Illegal Sale of Uranium | 11 May 2021

Why in News

Two people were arrested under the Atomic Energy Act, 1962 for possessing uranium without licence and selling it illegally.

  • On testing, the sample was confirmed as natural uranium by Bhabha Atomic Research Centre (BARC).

Key Points

  • Uranium:
    • About:
      • Uranium occurs naturally in low concentrations in soil, rock and water. It is a hard, dense, malleable, ductile, silver-white, radioactive metal.
        • Uranium metal has a very high density.
      • When finely divided, it can react with cold water. In air it is coated by uranium oxide, tarnishing rapidly.
      • It can form solids solutions and intermetallic compounds with many of the metals.
    • Applications:
      • Energy Production: The main use of uranium in the civilian sector is to fuel commercial nuclear power plants for generation of nuclear energy.
        • This requires uranium to be enriched with the uranium-235 isotope and the chain reaction to be controlled so that the energy is released in a more manageable way.
      • Making Atomic Bomb: The first atomic bomb used in warfare was an uranium bomb.
        • This bomb contained enough of the uranium-235 isotope to start a runaway chain reaction which in a fraction of a second caused a large number of the uranium atoms to undergo fission, thereby releasing a fireball of energy.
      • Used as Shield against Radiation: Depleted uranium is also used as shield against radiation in medical processes using radiation therapy and also while transporting radioactive materials.
        • Though itself radioactive, uranium’s high density makes it effective in halting radiation.
      • Used as Counterweights in Industry: Its high density also makes it useful as counterweights in aircraft and industrial machinery.

- Parts of the exercise
a: In the uranium article, retype the passage from "Why in News" up to and including "oxide, tarnishing rapidly.".
b: Translate this sentence from the uranium article into Spanish: "Its high density also makes it useful as counterweights in aircraft and industrial machinery."
c: According to the uranium article, under which law were the two people arrested?

- Information
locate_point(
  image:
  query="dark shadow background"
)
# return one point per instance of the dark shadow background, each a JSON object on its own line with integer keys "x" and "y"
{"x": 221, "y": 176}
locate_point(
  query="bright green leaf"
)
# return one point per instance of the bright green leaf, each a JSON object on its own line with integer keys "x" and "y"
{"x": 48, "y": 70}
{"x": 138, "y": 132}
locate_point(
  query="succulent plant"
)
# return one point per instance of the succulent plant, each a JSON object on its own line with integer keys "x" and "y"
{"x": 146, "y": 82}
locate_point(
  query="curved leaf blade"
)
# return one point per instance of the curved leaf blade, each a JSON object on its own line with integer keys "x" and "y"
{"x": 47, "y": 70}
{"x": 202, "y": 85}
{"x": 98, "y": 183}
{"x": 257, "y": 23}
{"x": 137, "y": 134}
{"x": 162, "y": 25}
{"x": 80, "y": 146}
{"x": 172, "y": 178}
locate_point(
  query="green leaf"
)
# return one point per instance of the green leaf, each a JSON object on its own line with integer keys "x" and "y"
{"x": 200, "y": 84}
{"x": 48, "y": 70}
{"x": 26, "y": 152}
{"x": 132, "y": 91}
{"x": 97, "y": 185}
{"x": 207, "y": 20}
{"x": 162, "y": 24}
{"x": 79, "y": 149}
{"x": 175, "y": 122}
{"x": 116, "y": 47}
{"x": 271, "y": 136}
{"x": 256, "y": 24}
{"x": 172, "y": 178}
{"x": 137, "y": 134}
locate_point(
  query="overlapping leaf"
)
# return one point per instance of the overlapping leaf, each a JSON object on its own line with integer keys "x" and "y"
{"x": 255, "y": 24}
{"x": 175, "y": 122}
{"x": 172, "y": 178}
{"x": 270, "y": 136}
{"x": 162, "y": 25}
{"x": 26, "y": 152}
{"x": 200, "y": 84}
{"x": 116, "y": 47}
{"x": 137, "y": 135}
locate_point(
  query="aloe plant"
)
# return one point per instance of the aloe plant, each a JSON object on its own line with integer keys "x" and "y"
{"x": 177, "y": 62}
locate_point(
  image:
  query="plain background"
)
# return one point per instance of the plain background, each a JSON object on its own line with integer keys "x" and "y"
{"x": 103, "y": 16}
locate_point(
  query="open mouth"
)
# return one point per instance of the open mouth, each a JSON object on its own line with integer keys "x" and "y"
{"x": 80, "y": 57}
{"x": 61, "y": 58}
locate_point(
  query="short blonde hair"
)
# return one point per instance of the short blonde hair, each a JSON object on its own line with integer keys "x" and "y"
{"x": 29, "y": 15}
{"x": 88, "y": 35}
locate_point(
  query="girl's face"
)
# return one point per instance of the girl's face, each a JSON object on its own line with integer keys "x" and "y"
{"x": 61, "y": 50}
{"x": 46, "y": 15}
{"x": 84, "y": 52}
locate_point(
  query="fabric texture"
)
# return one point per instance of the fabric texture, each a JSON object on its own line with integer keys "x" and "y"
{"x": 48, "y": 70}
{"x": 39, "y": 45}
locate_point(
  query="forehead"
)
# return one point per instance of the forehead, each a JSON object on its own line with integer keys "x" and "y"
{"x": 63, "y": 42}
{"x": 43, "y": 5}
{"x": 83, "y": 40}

- Task-by-task solutions
a:
Why in News

Two people were arrested under the Atomic Energy Act, 1962 for possessing uranium without licence and selling it illegally.

  • On testing, the sample was confirmed as natural uranium by Bhabha Atomic Research Centre (BARC).

Key Points

  • Uranium:
    • About:
      • Uranium occurs naturally in low concentrations in soil, rock and water. It is a hard, dense, malleable, ductile, silver-white, radioactive metal.
        • Uranium metal has a very high density.
      • When finely divided, it can react with cold water. In air it is coated by uranium oxide, tarnishing rapidly.

b: Su alta densidad también lo hace útil como contrapeso en aeronaves y maquinaria industrial.

c: The Atomic Energy Act, 1962.